*EXERCISE DATA*:
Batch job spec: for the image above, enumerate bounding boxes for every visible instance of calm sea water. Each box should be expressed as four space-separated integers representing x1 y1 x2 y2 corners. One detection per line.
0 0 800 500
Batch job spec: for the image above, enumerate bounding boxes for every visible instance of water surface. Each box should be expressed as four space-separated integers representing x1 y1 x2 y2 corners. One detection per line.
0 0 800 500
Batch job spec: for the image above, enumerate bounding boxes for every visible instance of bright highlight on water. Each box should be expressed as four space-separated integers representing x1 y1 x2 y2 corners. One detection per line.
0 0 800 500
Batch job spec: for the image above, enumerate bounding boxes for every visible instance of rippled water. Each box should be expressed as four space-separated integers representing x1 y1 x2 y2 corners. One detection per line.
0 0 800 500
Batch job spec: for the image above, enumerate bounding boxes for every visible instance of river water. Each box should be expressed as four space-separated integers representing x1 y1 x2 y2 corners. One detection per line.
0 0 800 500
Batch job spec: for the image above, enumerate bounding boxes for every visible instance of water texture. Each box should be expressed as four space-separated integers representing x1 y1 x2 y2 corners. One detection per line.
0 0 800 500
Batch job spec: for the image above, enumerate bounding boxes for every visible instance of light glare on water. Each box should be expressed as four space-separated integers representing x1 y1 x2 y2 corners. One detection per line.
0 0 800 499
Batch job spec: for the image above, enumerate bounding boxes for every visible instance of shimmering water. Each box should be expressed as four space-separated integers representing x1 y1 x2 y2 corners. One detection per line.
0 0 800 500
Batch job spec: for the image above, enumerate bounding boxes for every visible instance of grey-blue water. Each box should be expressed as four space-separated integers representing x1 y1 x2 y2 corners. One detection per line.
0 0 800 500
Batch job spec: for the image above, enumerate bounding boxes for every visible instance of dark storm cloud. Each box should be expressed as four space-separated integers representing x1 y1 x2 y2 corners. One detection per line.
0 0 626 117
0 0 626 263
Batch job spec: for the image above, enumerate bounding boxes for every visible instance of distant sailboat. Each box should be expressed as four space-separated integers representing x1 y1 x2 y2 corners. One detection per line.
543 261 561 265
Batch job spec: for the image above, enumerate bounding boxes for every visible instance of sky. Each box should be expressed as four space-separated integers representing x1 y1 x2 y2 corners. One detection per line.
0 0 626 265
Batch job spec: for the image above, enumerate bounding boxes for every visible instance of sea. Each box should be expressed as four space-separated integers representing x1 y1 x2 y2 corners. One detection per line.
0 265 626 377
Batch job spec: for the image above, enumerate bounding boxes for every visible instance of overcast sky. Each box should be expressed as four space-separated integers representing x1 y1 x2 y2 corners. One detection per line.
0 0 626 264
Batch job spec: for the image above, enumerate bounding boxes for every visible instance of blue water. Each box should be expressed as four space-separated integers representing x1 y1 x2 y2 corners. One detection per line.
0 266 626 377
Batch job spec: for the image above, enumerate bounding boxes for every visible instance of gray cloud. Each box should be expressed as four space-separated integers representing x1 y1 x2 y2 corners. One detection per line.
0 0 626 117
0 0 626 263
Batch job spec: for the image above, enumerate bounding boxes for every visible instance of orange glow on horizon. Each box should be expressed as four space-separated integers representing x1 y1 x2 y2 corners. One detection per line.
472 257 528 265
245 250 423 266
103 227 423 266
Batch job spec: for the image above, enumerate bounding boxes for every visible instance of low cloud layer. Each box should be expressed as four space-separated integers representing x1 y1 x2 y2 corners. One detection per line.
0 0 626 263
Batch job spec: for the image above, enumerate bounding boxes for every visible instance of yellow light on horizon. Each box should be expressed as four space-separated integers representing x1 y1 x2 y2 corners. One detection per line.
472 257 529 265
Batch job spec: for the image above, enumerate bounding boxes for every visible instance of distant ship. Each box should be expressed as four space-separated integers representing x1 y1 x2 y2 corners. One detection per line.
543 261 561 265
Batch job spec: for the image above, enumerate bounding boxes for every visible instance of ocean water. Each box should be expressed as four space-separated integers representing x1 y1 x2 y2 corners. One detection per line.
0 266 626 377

*GIVEN PROBLEM*: Rewrite the material starting at the line containing "instance of light" and ending at the line containing "0 0 626 265", keeping every line, and shift each bounding box coordinate in the answers by -17.

*FULL SOLUTION*:
Batch job spec: for the image above, enumerate bounding boxes for every visible instance of light glare on water. Each box should be expressed as four space-separated integers representing x1 y1 x2 y2 corners. One detection per line.
-17 -17 783 482
Batch job spec: for the image above, enumerate bounding boxes for every visible instance of shimmering water. Each box should be expressed as four space-separated integers representing x1 y1 x2 y2 corners. One detection per line.
-17 -17 783 483
Batch job spec: for the image above, enumerate bounding boxes for every visible instance of grey-blue water. Each box should be expressed as four space-separated integers representing x1 y1 x2 y2 corners. One detection per line.
-17 -17 783 483
Batch job spec: for the image above, enumerate bounding boxes for every visible instance of dark storm cloud. Each box should be expressed as four space-separated integers representing x1 y1 x2 y2 corners. One detection per line.
-17 -17 609 100
-17 -17 609 246
Batch job spec: for the image above, enumerate bounding boxes for every visible instance of distant sailboat. Each box should be expressed as four space-separated integers representing x1 y1 x2 y2 corners. One detection per line.
526 244 544 248
Batch job spec: for the image above, enumerate bounding boxes for every visible instance of sky. Each box should be expressed as four space-separated integers representing x1 y1 x2 y2 corners. One detection per line.
-17 -17 609 248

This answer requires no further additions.